● **THE PROBLEM**
Find "of the ragalahari" in the material below, then copy that line and every subsequent line to the end, exactly.

● **GIVEN RECORDS**
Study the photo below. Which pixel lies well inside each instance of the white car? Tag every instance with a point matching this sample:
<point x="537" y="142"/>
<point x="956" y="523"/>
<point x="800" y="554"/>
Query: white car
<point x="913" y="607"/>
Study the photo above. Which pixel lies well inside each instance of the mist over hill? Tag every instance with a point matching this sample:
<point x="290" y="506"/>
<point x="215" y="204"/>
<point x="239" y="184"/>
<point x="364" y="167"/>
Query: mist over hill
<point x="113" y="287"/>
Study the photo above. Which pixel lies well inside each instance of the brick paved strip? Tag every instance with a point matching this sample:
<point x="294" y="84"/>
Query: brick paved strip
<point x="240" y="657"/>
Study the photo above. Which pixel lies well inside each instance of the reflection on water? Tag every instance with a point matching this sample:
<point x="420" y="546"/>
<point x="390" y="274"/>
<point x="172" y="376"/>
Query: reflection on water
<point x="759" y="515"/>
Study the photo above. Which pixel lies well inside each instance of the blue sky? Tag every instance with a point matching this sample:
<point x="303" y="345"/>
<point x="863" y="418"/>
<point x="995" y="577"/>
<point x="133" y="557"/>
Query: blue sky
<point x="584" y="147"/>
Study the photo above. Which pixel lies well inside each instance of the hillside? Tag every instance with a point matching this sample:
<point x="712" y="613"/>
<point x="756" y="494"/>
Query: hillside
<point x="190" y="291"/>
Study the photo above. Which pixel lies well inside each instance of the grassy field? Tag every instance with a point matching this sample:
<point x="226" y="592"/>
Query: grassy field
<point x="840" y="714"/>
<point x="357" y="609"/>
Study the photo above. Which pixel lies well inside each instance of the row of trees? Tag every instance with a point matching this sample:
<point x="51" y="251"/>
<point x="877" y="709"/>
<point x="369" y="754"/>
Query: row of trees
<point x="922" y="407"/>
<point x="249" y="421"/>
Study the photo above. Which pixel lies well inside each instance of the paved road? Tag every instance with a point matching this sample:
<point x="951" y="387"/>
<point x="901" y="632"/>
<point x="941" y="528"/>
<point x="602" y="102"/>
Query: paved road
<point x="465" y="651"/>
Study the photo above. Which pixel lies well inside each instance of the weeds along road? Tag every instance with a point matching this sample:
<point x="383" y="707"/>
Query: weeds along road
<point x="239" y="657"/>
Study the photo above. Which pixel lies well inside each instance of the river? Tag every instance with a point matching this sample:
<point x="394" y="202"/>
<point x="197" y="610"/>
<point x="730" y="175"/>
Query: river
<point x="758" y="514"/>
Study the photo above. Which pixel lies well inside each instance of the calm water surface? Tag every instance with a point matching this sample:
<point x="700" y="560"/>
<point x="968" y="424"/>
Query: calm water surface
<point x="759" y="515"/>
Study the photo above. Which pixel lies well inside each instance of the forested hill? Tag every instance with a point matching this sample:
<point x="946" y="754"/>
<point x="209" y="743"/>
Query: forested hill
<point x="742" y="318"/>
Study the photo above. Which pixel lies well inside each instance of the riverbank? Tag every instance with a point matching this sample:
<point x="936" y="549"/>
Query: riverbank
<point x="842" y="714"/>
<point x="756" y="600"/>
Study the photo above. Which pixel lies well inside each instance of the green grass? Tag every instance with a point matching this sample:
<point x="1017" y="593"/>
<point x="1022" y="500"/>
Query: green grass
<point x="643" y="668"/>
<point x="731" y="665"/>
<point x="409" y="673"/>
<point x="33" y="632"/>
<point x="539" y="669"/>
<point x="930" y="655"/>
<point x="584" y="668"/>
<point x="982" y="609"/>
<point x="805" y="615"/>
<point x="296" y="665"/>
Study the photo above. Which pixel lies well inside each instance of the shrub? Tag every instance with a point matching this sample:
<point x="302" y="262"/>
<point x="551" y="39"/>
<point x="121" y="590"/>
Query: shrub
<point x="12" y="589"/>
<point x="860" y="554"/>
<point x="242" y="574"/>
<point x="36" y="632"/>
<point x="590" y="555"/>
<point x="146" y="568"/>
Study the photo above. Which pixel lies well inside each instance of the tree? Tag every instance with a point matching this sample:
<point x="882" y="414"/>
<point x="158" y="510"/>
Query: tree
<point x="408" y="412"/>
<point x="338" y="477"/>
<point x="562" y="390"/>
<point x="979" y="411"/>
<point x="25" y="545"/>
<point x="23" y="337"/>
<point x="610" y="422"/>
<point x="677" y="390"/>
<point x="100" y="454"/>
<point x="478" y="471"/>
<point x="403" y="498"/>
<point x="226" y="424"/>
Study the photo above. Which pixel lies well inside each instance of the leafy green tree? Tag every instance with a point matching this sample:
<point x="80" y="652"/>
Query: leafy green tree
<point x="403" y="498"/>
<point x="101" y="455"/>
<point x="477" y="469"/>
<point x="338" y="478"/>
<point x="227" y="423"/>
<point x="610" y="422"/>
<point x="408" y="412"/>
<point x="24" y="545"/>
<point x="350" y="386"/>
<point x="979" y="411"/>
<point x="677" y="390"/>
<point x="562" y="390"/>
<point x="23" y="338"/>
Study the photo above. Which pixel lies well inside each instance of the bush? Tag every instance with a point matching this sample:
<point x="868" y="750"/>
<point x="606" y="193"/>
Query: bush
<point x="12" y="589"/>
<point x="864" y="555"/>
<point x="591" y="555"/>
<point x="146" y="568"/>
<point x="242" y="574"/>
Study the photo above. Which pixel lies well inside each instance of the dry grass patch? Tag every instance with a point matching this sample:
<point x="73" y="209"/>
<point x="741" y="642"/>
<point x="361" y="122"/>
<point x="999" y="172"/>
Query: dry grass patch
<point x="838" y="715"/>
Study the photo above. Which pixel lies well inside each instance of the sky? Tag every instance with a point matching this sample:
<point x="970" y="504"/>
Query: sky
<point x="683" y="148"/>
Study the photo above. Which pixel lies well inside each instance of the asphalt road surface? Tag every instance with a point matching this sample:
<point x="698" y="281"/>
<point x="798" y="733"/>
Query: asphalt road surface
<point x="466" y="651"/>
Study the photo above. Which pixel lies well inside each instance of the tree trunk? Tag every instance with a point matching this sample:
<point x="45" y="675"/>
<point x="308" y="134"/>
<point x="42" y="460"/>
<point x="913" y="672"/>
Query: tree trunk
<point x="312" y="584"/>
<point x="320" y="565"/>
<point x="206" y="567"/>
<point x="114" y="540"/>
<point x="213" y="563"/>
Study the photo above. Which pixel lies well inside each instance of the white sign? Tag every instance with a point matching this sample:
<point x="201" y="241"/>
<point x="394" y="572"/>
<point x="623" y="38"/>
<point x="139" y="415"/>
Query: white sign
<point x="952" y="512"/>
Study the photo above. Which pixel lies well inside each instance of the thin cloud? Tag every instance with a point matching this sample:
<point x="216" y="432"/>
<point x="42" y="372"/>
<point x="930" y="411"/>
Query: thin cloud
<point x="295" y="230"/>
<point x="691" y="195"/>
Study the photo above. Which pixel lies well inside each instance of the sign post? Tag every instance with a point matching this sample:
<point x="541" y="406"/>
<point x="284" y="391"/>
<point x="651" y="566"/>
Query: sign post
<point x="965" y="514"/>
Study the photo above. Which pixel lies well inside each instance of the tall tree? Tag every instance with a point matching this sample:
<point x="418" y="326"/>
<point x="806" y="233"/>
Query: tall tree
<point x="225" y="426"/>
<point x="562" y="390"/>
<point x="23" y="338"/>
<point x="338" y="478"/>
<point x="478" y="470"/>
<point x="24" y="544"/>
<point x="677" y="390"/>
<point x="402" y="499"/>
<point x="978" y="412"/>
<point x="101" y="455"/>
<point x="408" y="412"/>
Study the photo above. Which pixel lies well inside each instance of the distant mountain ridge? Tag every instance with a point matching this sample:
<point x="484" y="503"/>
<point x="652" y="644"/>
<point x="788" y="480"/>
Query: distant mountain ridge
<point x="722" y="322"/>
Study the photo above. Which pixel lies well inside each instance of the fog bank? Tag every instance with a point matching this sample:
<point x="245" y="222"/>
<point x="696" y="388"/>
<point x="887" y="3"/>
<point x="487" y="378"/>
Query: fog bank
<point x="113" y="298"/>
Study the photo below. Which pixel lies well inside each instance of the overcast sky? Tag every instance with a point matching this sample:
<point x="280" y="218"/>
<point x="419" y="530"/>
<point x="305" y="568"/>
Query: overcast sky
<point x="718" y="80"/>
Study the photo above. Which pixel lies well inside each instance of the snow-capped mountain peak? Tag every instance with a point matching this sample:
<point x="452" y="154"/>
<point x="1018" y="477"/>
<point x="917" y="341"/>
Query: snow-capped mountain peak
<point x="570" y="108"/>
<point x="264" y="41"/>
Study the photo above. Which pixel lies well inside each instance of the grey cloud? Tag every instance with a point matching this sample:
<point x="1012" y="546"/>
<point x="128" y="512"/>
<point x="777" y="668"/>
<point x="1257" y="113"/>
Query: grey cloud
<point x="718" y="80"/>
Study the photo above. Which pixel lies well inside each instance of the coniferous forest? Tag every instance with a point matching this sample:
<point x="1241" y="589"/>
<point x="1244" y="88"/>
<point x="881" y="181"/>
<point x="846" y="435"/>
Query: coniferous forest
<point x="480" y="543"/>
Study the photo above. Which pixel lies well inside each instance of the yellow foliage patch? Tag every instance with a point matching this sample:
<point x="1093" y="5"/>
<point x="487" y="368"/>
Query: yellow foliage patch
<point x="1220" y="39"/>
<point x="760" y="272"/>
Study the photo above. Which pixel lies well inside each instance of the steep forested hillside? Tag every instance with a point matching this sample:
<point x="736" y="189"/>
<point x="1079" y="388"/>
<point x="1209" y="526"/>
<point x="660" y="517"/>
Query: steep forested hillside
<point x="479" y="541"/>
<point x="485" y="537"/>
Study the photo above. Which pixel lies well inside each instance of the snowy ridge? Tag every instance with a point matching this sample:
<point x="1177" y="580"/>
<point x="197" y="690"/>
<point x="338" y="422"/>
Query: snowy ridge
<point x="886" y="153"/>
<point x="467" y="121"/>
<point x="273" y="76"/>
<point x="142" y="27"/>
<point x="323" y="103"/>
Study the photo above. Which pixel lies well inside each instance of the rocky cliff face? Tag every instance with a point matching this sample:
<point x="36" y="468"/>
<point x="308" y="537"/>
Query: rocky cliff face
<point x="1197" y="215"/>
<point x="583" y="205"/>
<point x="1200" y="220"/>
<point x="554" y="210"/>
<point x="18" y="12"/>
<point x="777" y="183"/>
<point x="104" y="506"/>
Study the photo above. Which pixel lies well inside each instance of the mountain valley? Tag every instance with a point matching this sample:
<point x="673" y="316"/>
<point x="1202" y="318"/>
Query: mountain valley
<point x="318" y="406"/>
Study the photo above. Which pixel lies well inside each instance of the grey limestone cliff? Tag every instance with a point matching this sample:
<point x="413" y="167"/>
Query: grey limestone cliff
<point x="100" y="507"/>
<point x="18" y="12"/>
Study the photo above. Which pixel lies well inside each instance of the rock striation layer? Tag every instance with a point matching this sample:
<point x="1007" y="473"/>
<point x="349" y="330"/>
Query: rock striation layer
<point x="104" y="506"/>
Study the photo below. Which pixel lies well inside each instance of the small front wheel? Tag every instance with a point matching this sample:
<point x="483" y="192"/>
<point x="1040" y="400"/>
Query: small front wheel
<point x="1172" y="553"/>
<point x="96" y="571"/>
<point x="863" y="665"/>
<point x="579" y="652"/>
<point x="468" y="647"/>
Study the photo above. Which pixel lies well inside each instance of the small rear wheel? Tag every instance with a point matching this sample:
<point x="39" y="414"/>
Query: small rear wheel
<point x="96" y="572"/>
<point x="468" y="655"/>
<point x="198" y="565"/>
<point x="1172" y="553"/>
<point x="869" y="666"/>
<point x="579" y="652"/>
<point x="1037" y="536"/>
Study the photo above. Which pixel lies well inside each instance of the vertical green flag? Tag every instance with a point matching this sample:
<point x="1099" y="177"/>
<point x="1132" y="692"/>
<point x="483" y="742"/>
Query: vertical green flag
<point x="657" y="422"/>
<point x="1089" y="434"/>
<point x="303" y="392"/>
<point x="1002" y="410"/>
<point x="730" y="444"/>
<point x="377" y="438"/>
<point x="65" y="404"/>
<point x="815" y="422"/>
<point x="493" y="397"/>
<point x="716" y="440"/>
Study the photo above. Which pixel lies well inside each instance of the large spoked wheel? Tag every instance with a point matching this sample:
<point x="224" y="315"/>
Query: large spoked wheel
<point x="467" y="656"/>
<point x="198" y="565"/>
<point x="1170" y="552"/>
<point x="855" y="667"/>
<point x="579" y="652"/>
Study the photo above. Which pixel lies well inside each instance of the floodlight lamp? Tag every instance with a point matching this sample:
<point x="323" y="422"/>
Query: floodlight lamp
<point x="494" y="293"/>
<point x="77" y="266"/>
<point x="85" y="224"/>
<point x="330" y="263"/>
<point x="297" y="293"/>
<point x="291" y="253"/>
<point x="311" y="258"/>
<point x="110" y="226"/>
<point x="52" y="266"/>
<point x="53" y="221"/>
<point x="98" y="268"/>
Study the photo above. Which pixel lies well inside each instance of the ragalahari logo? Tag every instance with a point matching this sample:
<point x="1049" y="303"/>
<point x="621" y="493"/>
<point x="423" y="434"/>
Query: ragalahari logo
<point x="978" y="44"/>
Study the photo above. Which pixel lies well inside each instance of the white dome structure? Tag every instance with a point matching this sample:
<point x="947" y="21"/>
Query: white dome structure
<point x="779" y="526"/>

● **SOLUTION BELOW**
Study the photo above. Which pixel lies well inside each instance of the ragalahari logo? Tag every instance with a point matching this sample:
<point x="1049" y="303"/>
<point x="621" y="493"/>
<point x="423" y="434"/>
Query: ragalahari logo
<point x="978" y="44"/>
Study the photo above. Which pixel lies well inside each instance of the white dome structure? Tag every instance with a point matching this sample:
<point x="947" y="21"/>
Query: white dome structure
<point x="779" y="526"/>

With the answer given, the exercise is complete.